What the exercise asks >> Identify all lines of the data containing the string "every" and copy them.

Records supplied >>
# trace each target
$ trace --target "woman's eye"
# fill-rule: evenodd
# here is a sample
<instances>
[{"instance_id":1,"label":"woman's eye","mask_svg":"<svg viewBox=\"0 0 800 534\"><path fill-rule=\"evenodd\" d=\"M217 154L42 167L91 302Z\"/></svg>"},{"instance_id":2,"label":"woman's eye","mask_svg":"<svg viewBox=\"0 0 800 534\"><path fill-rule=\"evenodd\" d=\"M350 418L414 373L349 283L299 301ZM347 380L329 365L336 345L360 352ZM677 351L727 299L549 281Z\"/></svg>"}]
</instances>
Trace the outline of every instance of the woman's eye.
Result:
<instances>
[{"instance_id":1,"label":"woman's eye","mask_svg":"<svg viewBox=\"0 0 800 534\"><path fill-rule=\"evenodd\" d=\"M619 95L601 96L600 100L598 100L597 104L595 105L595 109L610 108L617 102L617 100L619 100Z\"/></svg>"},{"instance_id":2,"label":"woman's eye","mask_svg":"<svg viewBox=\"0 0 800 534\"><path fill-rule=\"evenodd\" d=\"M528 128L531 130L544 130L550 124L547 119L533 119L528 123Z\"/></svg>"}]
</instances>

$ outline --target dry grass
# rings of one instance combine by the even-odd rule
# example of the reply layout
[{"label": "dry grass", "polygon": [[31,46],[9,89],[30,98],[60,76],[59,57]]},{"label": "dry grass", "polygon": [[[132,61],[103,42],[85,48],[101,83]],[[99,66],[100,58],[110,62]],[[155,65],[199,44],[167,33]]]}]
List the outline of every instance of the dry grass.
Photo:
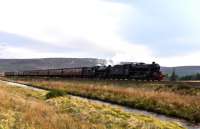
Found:
[{"label": "dry grass", "polygon": [[44,101],[47,93],[0,82],[0,129],[183,129],[77,97]]},{"label": "dry grass", "polygon": [[[140,86],[134,86],[134,84],[132,86],[118,86],[119,84],[102,82],[82,83],[82,81],[55,80],[23,80],[21,82],[42,88],[60,89],[74,95],[176,116],[192,122],[200,122],[200,92],[197,89],[185,87],[185,85],[178,87],[176,86],[177,84],[174,84],[174,88],[171,86],[172,84],[167,84],[166,82],[166,84],[150,83],[148,88],[148,83],[144,83],[145,86],[143,86],[142,82],[140,82]],[[166,87],[163,87],[163,85]],[[167,87],[167,85],[170,86]]]},{"label": "dry grass", "polygon": [[56,105],[63,112],[76,116],[80,121],[100,123],[107,129],[183,129],[173,122],[125,112],[120,108],[73,96],[53,98],[48,100],[48,103]]},{"label": "dry grass", "polygon": [[59,112],[54,106],[50,106],[42,100],[34,99],[35,93],[30,93],[33,95],[32,97],[23,95],[24,91],[14,87],[9,88],[0,83],[1,129],[101,128],[88,122],[79,122],[70,115]]}]

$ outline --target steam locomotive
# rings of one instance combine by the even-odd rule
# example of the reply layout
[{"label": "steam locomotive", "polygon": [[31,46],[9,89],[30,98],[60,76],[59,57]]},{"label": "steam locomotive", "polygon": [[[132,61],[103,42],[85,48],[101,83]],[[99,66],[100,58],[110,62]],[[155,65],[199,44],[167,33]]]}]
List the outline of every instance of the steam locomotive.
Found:
[{"label": "steam locomotive", "polygon": [[19,72],[5,72],[5,76],[44,76],[44,77],[66,77],[66,78],[98,78],[98,79],[135,79],[135,80],[157,80],[163,79],[160,65],[152,62],[125,63],[114,66],[94,66],[79,68],[61,68],[46,70],[29,70]]}]

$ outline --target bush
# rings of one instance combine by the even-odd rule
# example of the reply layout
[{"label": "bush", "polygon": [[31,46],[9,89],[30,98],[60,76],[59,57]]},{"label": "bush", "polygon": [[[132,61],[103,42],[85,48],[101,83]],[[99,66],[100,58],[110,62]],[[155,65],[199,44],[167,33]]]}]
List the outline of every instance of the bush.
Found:
[{"label": "bush", "polygon": [[62,90],[51,90],[49,93],[46,94],[46,99],[58,97],[58,96],[64,96],[66,95],[65,91]]}]

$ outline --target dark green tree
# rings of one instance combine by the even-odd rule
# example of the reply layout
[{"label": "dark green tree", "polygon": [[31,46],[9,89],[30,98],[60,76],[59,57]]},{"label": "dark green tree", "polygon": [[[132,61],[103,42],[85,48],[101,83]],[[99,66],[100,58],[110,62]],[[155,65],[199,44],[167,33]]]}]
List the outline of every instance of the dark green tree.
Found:
[{"label": "dark green tree", "polygon": [[172,74],[170,76],[170,81],[176,81],[178,76],[176,75],[175,68],[173,68]]},{"label": "dark green tree", "polygon": [[180,80],[200,80],[200,73],[185,75],[179,78]]},{"label": "dark green tree", "polygon": [[196,80],[200,80],[200,73],[196,74]]}]

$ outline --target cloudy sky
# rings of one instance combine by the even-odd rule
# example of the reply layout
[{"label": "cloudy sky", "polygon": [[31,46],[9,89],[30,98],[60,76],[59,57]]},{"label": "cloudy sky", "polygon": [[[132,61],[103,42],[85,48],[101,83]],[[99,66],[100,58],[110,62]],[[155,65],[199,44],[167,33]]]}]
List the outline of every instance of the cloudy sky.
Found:
[{"label": "cloudy sky", "polygon": [[199,0],[0,0],[0,58],[200,65]]}]

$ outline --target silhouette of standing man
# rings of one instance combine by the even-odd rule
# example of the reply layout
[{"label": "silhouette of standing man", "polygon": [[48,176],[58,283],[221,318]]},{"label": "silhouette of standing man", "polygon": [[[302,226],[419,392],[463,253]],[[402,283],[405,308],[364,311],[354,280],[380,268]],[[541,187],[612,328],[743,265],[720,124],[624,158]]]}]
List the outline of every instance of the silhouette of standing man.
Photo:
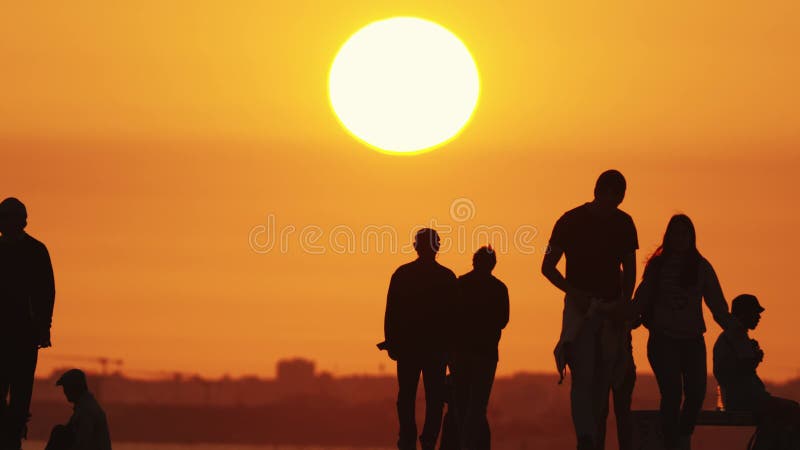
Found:
[{"label": "silhouette of standing man", "polygon": [[417,425],[414,414],[419,377],[425,385],[425,425],[419,436],[423,450],[433,450],[439,437],[444,408],[448,314],[457,296],[456,276],[436,262],[439,234],[430,228],[417,232],[418,258],[392,275],[384,318],[385,348],[397,361],[397,448],[414,450]]},{"label": "silhouette of standing man", "polygon": [[19,450],[26,434],[39,348],[50,347],[55,300],[47,248],[25,232],[28,214],[16,198],[0,202],[0,432]]},{"label": "silhouette of standing man", "polygon": [[[603,172],[595,185],[594,200],[558,219],[542,262],[542,274],[566,294],[556,357],[559,360],[562,355],[570,368],[572,421],[579,450],[603,446],[598,430],[602,396],[608,401],[606,369],[601,364],[608,350],[601,346],[606,334],[603,326],[611,322],[607,320],[611,313],[606,311],[627,305],[636,283],[636,227],[631,217],[617,208],[625,189],[620,172]],[[566,277],[556,267],[562,255],[567,260]],[[630,401],[627,403],[630,409]],[[615,414],[619,417],[621,412],[625,413]]]},{"label": "silhouette of standing man", "polygon": [[455,406],[463,450],[489,450],[486,408],[497,370],[500,336],[508,324],[508,288],[492,275],[497,255],[481,247],[472,257],[473,270],[458,277],[459,299],[453,348]]}]

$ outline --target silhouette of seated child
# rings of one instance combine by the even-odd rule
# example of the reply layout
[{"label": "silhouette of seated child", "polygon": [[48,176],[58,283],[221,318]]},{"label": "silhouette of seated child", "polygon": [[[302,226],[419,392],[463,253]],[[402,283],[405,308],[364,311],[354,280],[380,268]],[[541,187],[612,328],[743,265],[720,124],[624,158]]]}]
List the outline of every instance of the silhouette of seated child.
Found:
[{"label": "silhouette of seated child", "polygon": [[742,294],[731,302],[731,313],[742,324],[723,331],[714,344],[714,377],[720,387],[722,402],[728,411],[752,412],[759,423],[758,439],[777,446],[800,448],[800,405],[767,392],[756,369],[764,360],[758,341],[751,339],[764,308],[758,299]]}]

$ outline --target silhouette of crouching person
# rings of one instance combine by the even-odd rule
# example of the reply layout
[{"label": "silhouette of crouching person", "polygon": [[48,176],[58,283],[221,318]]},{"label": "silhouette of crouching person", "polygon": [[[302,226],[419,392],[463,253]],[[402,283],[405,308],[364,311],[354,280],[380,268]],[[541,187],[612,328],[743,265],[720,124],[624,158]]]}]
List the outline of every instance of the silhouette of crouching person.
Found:
[{"label": "silhouette of crouching person", "polygon": [[53,427],[45,450],[111,450],[106,414],[89,392],[83,371],[66,371],[56,385],[64,388],[74,410],[66,425]]},{"label": "silhouette of crouching person", "polygon": [[416,449],[415,401],[421,374],[425,385],[425,425],[419,440],[423,450],[432,450],[442,424],[448,314],[457,286],[453,271],[436,262],[439,235],[435,230],[418,231],[414,248],[418,258],[400,266],[389,284],[384,348],[397,361],[397,447]]}]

Completed task >>
Trace the outline of every instance of the woman's eye.
List the outline of every instance of the dry grass.
List the outline of every instance of the steam locomotive.
List the outline of every instance of the bush.
List the outline of every instance of the dark green tree.
List the outline of every instance of the cloudy sky.
List the outline of every instance of the silhouette of standing man.
List the outline of every instance of the silhouette of seated child.
List the outline of every instance of the silhouette of crouching person.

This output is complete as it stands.